━━ Page extract

This uptick was not always viewed so positively. In Uganda, according to the Uganda Investment Authority, China accounts for almost 50 percent of foreign investment, and Chinese investors, traders, and contractors all look for local wives. Ugandan immigration officials believe that an increasing number of these expats are simply using these unions to gain residency, and expand their business. Some are deported; others simply desert these families when they return to China. “Even our Ugandan women are accepting to [reproduce] with these men,” one official lamented to a parliamentary committee.
Back in the motherland, though, the ratio is reversed: African men are mainly seeking relationships with Chinese women, especially in southern cities like Guangzhou, which has a district so populous with sub-Saharan traders it is known as “Little Africa” or “Chocolate City.” There are no firm figures for these Afro-Chinese unions, but anecdotes of visits to markets and wholesale warehouse in the vicinity suggests that, at the least, thousands of foreign businessmen are (or hoping to be) married to Chinese women. For some, it’s love; for others, such as those who prefer women who don’t fit the traditional beauty standards of Chinese men, there’s an element of mutual serendipity. And of course, for many, it’s a matter of good business.
Around 20,000 to 200,000 male migrants, from countries like Nigeria, Kenya, Angola, Guinea, and Somalia, have helped sire a sizeable generation of mixed-race children in Guangdong province—one large enough to have its own community leaders and international schools. Some wonder at the promise this population could bring to future Sino-African relations, or even domestic politics (“Will China Ever Have a Black President?” an optimistic op-ed on a Chinese news site recently asked). But the vagueness of the figures highlights a host of issues which affect this burgeoning interracial community.
One is economic: Although Sino-African trade reached a peak 198 billion USD in 2012, and African heads of state are regularly courted in Beijing as “old friends of China,” there are many on the mainland who do not share such a positive view of Africans, and even regard the continent’s relative lack of economic progress as indicative of a racial failing. Former University of Hong Kong professor Adams Bodomo has pointed out that this view is outdated, at the least: As many as 40 percent of Africans in Guangzhou have university degrees or PhDs; many speak Chinese, run their own business, and pay taxes. Moreover, those who treat China as a place to “disappear” run the risk of detention, a large fine, and having to pay their airfare home.
Nevertheless, some of this local attitude has seeped into official policy. While state media regularly celebrates the “win-win” diplomatic relationships, local officials are not always so friendly. No one knows exactly how many foreigners there are in Chocolate City, partly because many overstay their visas. This has prompted police to crackdown on illegal immigration; in turn, some Africans view having a Chinese partner as a form of “protective umbrella,” a term for corruption typically applied to businessmen seeking official backing.

━━━━
━━ Supplied records

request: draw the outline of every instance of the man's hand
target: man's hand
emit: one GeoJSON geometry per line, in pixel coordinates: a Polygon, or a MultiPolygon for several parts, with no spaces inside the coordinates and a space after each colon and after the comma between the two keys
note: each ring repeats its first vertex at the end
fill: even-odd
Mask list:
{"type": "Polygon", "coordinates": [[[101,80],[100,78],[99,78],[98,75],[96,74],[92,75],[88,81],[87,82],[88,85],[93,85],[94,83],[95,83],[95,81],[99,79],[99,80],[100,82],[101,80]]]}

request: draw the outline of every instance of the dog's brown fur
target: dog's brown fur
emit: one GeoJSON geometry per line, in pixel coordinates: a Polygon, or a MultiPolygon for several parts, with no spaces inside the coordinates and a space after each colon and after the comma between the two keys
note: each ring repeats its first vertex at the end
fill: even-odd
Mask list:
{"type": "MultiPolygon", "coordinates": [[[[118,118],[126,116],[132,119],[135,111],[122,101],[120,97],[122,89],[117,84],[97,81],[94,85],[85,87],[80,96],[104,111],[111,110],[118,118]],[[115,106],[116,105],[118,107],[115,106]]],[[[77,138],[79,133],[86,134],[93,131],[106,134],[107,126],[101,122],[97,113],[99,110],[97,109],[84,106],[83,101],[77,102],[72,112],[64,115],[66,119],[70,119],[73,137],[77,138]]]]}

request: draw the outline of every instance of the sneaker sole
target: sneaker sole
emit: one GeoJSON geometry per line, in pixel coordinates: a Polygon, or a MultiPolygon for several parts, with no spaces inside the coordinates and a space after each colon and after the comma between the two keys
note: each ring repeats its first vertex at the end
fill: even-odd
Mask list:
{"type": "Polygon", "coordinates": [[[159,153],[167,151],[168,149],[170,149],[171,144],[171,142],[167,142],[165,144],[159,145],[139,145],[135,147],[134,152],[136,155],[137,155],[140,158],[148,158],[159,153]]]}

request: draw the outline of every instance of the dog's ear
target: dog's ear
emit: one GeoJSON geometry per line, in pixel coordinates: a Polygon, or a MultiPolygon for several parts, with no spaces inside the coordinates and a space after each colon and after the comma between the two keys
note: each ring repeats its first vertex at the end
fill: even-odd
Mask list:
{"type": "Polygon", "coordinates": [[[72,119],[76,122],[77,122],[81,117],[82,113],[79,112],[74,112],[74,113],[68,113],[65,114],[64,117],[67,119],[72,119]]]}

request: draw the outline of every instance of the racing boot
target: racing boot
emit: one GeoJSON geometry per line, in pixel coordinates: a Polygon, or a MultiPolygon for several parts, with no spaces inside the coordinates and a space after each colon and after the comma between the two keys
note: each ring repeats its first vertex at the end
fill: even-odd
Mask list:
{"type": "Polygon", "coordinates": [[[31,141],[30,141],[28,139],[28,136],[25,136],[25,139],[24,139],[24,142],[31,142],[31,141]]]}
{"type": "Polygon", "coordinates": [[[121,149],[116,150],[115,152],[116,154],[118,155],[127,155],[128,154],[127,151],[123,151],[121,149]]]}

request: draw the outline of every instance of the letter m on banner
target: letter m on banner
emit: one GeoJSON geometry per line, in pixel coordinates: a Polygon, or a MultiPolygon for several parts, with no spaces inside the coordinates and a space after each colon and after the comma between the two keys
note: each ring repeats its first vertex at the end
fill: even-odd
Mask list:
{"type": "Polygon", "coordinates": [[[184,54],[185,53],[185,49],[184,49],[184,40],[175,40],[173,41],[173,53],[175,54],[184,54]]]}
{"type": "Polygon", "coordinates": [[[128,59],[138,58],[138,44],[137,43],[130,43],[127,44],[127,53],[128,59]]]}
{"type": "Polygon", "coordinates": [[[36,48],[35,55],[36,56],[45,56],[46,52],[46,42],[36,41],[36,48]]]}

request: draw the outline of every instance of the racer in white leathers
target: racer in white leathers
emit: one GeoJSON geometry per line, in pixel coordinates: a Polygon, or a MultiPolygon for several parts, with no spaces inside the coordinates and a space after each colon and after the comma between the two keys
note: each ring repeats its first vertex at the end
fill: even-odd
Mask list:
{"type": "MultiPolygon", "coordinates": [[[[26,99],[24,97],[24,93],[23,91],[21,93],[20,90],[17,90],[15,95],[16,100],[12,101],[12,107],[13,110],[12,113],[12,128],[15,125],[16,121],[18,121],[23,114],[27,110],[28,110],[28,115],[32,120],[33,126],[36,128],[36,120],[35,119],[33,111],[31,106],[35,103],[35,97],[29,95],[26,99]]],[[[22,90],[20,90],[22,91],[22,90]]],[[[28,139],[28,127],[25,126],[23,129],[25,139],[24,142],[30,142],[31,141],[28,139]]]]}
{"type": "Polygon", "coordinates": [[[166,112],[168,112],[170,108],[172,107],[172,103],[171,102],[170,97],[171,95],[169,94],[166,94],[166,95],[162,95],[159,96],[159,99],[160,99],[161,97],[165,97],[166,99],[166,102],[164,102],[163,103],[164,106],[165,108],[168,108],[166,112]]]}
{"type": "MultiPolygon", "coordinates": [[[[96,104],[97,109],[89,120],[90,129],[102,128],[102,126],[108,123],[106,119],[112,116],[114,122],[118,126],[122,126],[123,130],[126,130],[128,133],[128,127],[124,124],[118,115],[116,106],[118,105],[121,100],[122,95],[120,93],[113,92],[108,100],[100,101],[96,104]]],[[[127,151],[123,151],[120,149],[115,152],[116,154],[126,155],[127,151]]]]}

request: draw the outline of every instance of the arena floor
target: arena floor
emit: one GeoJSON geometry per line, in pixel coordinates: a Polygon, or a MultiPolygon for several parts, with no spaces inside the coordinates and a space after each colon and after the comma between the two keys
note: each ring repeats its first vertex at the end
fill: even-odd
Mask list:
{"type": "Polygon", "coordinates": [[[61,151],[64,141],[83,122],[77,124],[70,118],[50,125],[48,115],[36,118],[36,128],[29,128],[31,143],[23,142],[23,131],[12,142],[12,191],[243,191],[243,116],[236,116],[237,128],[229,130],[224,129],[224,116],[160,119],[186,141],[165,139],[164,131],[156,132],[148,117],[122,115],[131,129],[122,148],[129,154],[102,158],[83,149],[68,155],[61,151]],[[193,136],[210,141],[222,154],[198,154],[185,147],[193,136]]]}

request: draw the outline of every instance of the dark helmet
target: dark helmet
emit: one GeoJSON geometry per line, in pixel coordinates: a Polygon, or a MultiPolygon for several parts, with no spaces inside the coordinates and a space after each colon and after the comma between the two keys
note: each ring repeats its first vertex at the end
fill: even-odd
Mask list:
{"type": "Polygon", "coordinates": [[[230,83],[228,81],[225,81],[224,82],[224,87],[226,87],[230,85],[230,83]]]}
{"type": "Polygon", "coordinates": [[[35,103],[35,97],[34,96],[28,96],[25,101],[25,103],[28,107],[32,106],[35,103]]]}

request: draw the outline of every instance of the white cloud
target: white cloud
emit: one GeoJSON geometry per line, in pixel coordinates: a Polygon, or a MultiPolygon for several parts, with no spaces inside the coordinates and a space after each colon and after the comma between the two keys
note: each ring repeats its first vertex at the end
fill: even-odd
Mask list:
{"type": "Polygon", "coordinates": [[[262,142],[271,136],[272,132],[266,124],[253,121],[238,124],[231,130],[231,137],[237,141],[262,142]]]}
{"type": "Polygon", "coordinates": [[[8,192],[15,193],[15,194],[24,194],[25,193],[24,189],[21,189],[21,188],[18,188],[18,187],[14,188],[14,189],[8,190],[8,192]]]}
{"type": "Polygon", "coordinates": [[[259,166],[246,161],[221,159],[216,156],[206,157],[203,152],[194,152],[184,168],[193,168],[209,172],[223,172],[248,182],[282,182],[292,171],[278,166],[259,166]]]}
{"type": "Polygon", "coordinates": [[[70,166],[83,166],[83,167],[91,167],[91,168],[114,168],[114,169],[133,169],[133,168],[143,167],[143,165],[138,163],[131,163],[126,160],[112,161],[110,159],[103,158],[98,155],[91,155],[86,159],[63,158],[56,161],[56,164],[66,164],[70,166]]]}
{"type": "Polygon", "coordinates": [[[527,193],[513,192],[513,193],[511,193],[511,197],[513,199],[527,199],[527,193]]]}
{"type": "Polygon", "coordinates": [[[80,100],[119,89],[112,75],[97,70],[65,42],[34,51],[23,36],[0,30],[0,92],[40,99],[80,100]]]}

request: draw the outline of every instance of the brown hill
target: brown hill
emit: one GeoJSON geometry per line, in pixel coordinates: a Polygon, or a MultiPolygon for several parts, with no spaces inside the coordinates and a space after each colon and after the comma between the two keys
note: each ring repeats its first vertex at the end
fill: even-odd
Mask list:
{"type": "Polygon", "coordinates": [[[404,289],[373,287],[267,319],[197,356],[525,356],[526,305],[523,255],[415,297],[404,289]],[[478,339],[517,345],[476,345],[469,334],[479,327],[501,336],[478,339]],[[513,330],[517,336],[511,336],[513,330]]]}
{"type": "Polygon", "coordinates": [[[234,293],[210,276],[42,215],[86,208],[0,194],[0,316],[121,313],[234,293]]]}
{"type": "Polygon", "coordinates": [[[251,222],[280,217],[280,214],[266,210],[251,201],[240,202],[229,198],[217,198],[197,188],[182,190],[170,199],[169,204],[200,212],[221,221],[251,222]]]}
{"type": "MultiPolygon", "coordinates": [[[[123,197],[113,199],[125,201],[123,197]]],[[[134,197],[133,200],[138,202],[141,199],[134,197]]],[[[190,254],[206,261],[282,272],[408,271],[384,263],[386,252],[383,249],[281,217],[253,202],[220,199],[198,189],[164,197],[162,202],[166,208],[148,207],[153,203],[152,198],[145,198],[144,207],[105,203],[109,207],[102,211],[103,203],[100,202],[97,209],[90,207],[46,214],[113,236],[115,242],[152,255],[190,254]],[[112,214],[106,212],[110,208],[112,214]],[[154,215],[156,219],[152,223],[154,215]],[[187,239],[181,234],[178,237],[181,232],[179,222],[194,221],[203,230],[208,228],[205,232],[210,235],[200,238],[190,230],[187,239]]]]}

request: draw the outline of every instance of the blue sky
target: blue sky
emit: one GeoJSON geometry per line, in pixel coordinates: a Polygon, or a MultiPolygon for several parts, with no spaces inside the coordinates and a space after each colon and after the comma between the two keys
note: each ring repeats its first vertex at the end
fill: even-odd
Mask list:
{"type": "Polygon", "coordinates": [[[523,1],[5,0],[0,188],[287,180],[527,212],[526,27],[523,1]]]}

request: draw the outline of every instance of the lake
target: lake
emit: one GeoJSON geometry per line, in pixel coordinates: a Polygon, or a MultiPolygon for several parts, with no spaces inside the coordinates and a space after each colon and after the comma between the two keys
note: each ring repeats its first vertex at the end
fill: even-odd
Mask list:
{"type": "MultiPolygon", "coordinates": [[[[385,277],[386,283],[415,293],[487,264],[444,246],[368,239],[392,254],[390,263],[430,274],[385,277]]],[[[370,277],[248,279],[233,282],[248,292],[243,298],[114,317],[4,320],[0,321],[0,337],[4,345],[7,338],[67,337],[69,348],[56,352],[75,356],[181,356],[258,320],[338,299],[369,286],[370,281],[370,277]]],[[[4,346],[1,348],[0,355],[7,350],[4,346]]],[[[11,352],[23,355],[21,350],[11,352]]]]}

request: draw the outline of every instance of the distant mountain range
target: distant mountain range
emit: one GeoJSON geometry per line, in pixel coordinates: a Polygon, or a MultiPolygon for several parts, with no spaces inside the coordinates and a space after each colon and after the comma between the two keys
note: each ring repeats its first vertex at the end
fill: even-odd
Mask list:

━━━━

**Objectives**
1. Translate into Spanish this sentence from the text on Afro-Chinese relationships in Guangzhou: "While state media regularly celebrates the “win-win” diplomatic relationships, local officials are not always so friendly."
2. Carry on the text on Afro-Chinese relationships in Guangzhou, beginning after its final sentence.

**Answers for the exercise**
1. Si bien los medios estatales celebran con regularidad las relaciones diplomáticas «beneficiosas para ambas partes», los funcionarios locales no siempre son tan amistosos.

2.
For immigrants, marriage to a local is a ticket to success, if not actual citizenship—in 2011, a raft of measures was introduced to control immigration in Guangdong, and the Guangzhou Public Security Bureau decided not to grant married Africans spousal visas.
Chinese relatives don’t always subscribe to the view. “I know three or four relationships where the couple had expected it to lead to marriage, but as soon as the Chinese family met the African boyfriend, they had to end it,” One Nigerian husband told a researcher for the University of Witwatersrand’s China-Africa Reporting Project. Unless the bride is from a particularly poor rural area, “Marrying a black person is still marrying down in China.” Mixed in with mainland society’s general ignorance toward Africa are cautionary tales: Bigamists with wives and children back home; deadbeat dads who go on “business trips” only never to return.
Despite (or perhaps because of) this distrust, many Sino-African unions are based on a hard-nosed mutual interest in social mobility: the African partner might supply capital and contacts overseas to open an export business, while their Chinese spouse deals with local officials and suppliers. For most of Guangzhou’s huge population of internal migrants—as many as eight million, according to some estimates—judgment from prejudiced relative or neighbors at home can be safely ignored. For various cultural reasons, though, Chinese men rarely date African immigrants, according to research by Gordon Matthews, anthropology professor at the Chinese University of Hong Kong—even if they show far less aversion to using East African sex workers.
Instead, Chinese seeking foreign wives have a preference (or, at least, aspiration) for Caucasian women. At the top of their wish-list are North Americans and Western Europeans; many would be more than happy to settle for a leggy Russian or blonde Ukrainian, though. More than 800,000 follow “Ulove,” the Weibo account of the recently rebranded and purportedly successful matchmaking website “Ukrainian Love.”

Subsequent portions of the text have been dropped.